Exercise:
An exact retyping of every record is required.

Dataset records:
= = = = =

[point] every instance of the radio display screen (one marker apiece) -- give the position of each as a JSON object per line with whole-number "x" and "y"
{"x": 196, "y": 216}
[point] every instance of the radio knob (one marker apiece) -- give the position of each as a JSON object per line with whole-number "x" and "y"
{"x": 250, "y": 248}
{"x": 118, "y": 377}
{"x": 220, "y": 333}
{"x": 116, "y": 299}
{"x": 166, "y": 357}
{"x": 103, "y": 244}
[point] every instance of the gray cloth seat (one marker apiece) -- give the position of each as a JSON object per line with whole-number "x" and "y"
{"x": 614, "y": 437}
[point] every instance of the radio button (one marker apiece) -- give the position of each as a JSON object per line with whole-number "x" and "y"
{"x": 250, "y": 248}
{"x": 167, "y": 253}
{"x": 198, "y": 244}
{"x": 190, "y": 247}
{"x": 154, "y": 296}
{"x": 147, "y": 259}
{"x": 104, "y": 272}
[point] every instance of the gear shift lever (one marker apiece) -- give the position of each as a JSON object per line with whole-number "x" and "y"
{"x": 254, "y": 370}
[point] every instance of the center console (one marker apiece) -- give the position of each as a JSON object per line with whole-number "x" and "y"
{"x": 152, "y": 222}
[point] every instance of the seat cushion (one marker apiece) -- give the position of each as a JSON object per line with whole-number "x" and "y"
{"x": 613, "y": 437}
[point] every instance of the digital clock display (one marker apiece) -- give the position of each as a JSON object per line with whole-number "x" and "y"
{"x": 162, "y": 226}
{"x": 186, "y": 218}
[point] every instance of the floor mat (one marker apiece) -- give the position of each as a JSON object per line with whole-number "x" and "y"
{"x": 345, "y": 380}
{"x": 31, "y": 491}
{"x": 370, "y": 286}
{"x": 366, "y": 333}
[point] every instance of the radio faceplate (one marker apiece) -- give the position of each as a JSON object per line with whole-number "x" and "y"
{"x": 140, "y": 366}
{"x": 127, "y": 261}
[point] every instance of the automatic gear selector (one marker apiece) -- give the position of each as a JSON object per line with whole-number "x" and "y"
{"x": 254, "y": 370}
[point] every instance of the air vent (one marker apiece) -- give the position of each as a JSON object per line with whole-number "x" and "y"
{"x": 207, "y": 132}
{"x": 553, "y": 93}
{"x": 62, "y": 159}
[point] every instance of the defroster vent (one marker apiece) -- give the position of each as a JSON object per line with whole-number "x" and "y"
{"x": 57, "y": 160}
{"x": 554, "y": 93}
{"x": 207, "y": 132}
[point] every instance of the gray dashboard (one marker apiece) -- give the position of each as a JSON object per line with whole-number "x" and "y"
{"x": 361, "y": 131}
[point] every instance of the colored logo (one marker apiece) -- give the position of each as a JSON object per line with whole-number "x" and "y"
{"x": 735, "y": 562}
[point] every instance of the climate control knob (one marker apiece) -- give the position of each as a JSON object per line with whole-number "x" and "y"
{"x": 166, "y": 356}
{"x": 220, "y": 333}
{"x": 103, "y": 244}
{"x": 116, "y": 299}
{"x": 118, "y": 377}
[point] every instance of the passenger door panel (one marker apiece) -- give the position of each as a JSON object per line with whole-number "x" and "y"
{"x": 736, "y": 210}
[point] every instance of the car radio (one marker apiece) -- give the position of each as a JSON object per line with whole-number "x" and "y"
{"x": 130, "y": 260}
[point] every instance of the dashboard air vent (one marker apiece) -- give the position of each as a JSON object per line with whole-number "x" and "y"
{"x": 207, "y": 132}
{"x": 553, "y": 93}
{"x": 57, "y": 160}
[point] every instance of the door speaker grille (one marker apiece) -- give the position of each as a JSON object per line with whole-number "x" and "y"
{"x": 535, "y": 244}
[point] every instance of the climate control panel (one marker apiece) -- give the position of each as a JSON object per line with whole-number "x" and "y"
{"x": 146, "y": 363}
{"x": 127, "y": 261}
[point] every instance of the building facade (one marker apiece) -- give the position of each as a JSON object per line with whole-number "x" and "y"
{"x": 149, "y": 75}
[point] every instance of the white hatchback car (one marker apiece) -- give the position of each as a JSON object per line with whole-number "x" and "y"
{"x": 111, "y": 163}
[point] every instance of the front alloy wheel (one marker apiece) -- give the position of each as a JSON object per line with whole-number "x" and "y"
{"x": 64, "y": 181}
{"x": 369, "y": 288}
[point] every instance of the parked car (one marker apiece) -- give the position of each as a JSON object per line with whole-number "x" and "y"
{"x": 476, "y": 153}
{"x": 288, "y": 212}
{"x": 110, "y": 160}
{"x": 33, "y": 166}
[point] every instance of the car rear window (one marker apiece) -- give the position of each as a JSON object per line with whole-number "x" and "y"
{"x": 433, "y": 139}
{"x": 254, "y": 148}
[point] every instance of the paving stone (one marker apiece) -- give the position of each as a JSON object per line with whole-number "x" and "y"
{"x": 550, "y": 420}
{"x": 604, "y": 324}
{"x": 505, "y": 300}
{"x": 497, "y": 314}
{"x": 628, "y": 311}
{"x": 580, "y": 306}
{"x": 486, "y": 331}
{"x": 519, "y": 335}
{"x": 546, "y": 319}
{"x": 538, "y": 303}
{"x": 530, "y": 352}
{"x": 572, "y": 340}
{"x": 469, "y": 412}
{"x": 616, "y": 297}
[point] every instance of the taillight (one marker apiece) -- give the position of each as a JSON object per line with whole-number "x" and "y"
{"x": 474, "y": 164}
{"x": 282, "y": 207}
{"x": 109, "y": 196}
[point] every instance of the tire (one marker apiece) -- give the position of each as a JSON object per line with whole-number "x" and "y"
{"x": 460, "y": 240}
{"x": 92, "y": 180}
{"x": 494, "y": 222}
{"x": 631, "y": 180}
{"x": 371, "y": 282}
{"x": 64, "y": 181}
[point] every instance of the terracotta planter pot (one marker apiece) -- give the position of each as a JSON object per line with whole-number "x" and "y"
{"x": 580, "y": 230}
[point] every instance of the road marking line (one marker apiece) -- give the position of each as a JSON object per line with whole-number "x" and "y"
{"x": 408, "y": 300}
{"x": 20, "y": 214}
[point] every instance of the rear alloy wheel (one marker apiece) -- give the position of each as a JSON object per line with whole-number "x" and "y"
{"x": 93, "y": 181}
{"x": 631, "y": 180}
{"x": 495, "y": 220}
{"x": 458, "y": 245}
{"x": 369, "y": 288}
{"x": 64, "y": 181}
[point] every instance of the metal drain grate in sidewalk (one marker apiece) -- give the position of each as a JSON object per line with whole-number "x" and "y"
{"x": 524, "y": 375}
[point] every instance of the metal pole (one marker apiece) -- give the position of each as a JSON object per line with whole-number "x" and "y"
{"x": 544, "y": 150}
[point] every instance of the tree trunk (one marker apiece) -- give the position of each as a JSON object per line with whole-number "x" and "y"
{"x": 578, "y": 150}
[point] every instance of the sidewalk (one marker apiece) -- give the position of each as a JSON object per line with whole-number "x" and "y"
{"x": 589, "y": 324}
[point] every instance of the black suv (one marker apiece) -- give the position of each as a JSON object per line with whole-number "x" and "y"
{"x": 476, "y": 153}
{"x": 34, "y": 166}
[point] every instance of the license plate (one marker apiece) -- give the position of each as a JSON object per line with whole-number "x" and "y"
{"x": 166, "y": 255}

= = = = =

Result of this exercise:
[point] every instance of the radio display screen (one marker apiece) -- give the position of each as a JSON object per line with whole-number "x" and "y"
{"x": 196, "y": 216}
[point] every instance of the radio knob (one marker apiece) -- give the position of each as a JSON object per line with whole-number "x" and "y"
{"x": 250, "y": 248}
{"x": 118, "y": 377}
{"x": 220, "y": 333}
{"x": 116, "y": 299}
{"x": 166, "y": 357}
{"x": 103, "y": 244}
[point] every instance of the gray cloth seat (one marker apiece) -- give the position of each as a JSON object per line with whole-number "x" and "y"
{"x": 614, "y": 437}
[point] every instance of the radio button (one marker apiece) -- give the position of each as a JSON object per line with whole-number "x" and "y"
{"x": 250, "y": 248}
{"x": 167, "y": 253}
{"x": 198, "y": 244}
{"x": 190, "y": 247}
{"x": 154, "y": 296}
{"x": 147, "y": 259}
{"x": 104, "y": 272}
[point] every instance of the gear shift lever (one marker apiece) -- give the position of each as a JSON object per line with whole-number "x" and "y"
{"x": 254, "y": 370}
[point] every instance of the center console (one marker apiece) -- give the position of each as a JSON object per line with whole-number "x" and "y"
{"x": 152, "y": 222}
[point] every instance of the seat cushion (one marker apiece) -- give the position of each as a JSON object per line with whole-number "x" and "y"
{"x": 613, "y": 437}
[point] every instance of the digital clock display (one marker apiece) -- give the position of each as a JSON object per line with whole-number "x" and "y"
{"x": 162, "y": 226}
{"x": 186, "y": 218}
[point] every instance of the floor mat (one marker apiece) -- give the position of each as a JSON object per line with whole-number "x" and "y"
{"x": 345, "y": 380}
{"x": 31, "y": 491}
{"x": 370, "y": 286}
{"x": 366, "y": 333}
[point] every instance of the radio faceplate (one marker apiece) -- give the position of each as a JSON object per line with whole-number "x" and "y"
{"x": 140, "y": 366}
{"x": 127, "y": 261}
[point] every instance of the automatic gear selector (one marker apiece) -- give the position of each as a JSON object per line with whole-number "x" and "y"
{"x": 254, "y": 370}
[point] every instance of the air vent (one marker apiece) -- give the position of each as a JSON object per line with whole-number "x" and "y"
{"x": 207, "y": 132}
{"x": 553, "y": 93}
{"x": 62, "y": 159}
[point] every instance of the defroster vent (one marker apiece) -- give the position of each as a JSON object per line with whole-number "x" and "y"
{"x": 57, "y": 160}
{"x": 554, "y": 93}
{"x": 207, "y": 132}
[point] every instance of the gray dashboard (one marker apiece) -- give the position of each as a JSON object per line with whole-number "x" and "y"
{"x": 361, "y": 131}
[point] every instance of the colored logo (one marker apiece) -- give the position of each as a JSON object per line with whole-number "x" and "y"
{"x": 735, "y": 562}
[point] every instance of the climate control knob (one marker apiece) -- give the position of each as a JSON object per line with whole-number "x" and "y"
{"x": 166, "y": 356}
{"x": 220, "y": 333}
{"x": 103, "y": 244}
{"x": 116, "y": 299}
{"x": 118, "y": 377}
[point] every instance of the passenger door panel (one marker apiece) -- give the position of each as a JSON object per line with whole-number "x" and "y"
{"x": 736, "y": 210}
[point] every instance of the car radio (one marker apiece) -- give the position of each as a JSON object per line with whole-number "x" and "y"
{"x": 130, "y": 260}
[point] every instance of the dashboard air vent (one marker apiece) -- give the position of each as a JSON object per line with whole-number "x" and "y"
{"x": 207, "y": 132}
{"x": 553, "y": 93}
{"x": 57, "y": 160}
[point] every instance of the door speaker grille (one marker apiece) -- give the position of each as a JSON object per line with whole-number "x" and "y"
{"x": 535, "y": 244}
[point] every instance of the climate control panel (one marker apiece) -- give the position of each as a JSON object per line with whole-number "x" and "y"
{"x": 146, "y": 363}
{"x": 127, "y": 261}
[point] every instance of the building facade (one marker apiece) -- give the position of each as a JSON object per line with whole-number "x" and "y"
{"x": 149, "y": 75}
[point] every instance of the white hatchback car (one marker apiece) -- give the position of each as a JSON object per line with whole-number "x" and "y"
{"x": 111, "y": 163}
[point] every instance of the front alloy wheel (one marker apiece) -- give the position of each as a JSON object per line with whole-number "x" and "y"
{"x": 64, "y": 181}
{"x": 369, "y": 288}
[point] every instance of the parked car (one marker apiece) -- give the position of each as a JSON object per line with whole-number "x" and "y"
{"x": 476, "y": 153}
{"x": 288, "y": 212}
{"x": 110, "y": 160}
{"x": 33, "y": 166}
[point] every instance of the car rear window (one marker apiece) -- give the position of each as a JSON object per line with whole-number "x" and "y"
{"x": 433, "y": 139}
{"x": 254, "y": 148}
[point] every instance of the paving stone (one marker apiece) -- give the position of each as a JSON object per line with whole-number "x" and "y"
{"x": 550, "y": 420}
{"x": 604, "y": 324}
{"x": 505, "y": 300}
{"x": 497, "y": 314}
{"x": 628, "y": 311}
{"x": 580, "y": 306}
{"x": 486, "y": 331}
{"x": 519, "y": 335}
{"x": 546, "y": 319}
{"x": 538, "y": 303}
{"x": 530, "y": 352}
{"x": 572, "y": 340}
{"x": 469, "y": 412}
{"x": 616, "y": 297}
[point] every instance of the taillight (one marker apiece) -- give the position of each as a JSON object per line with whole-number "x" and "y"
{"x": 474, "y": 164}
{"x": 282, "y": 207}
{"x": 109, "y": 196}
[point] every instance of the tire (one marker apiece) -- give the position of each as a JSON object per line with whole-number "x" and "y"
{"x": 460, "y": 240}
{"x": 92, "y": 180}
{"x": 494, "y": 222}
{"x": 631, "y": 180}
{"x": 371, "y": 282}
{"x": 64, "y": 181}
[point] every instance of the terracotta planter pot (one marker apiece) -- give the position of each as a JSON object per line with whole-number "x" and "y"
{"x": 580, "y": 230}
[point] every instance of the road marking line (one marker apiece) -- give the position of each as a JSON object per line with whole-number "x" and "y"
{"x": 408, "y": 300}
{"x": 20, "y": 214}
[point] every instance of the rear alloy wheel (one marker apiece) -- give the position of each as a JSON object per line with whole-number "x" and "y"
{"x": 93, "y": 181}
{"x": 631, "y": 180}
{"x": 495, "y": 220}
{"x": 458, "y": 245}
{"x": 369, "y": 288}
{"x": 64, "y": 181}
[point] every instance of the metal drain grate in sidewalk (one marker apiece) -- give the position of each as a JSON object per line with whole-number "x" and "y"
{"x": 524, "y": 375}
[point] every instance of the metal pole (one marker apiece) -- give the position of each as a JSON object per line with whole-number "x" and "y"
{"x": 544, "y": 150}
[point] every instance of the tree trunk (one marker apiece) -- give the position of each as a JSON object per line with whole-number "x" and "y"
{"x": 578, "y": 150}
[point] every instance of the sidewalk (one marker apiece) -- give the position of each as a JSON object per line with whole-number "x" and "y"
{"x": 589, "y": 324}
[point] every instance of the black suv (one marker apiece) -- give the position of each as a JSON object per line with whole-number "x" and "y"
{"x": 476, "y": 153}
{"x": 34, "y": 166}
[point] every instance of the license plate (one marker apiece) -- give the position of each as a JSON object per line with whole-number "x" and "y"
{"x": 166, "y": 255}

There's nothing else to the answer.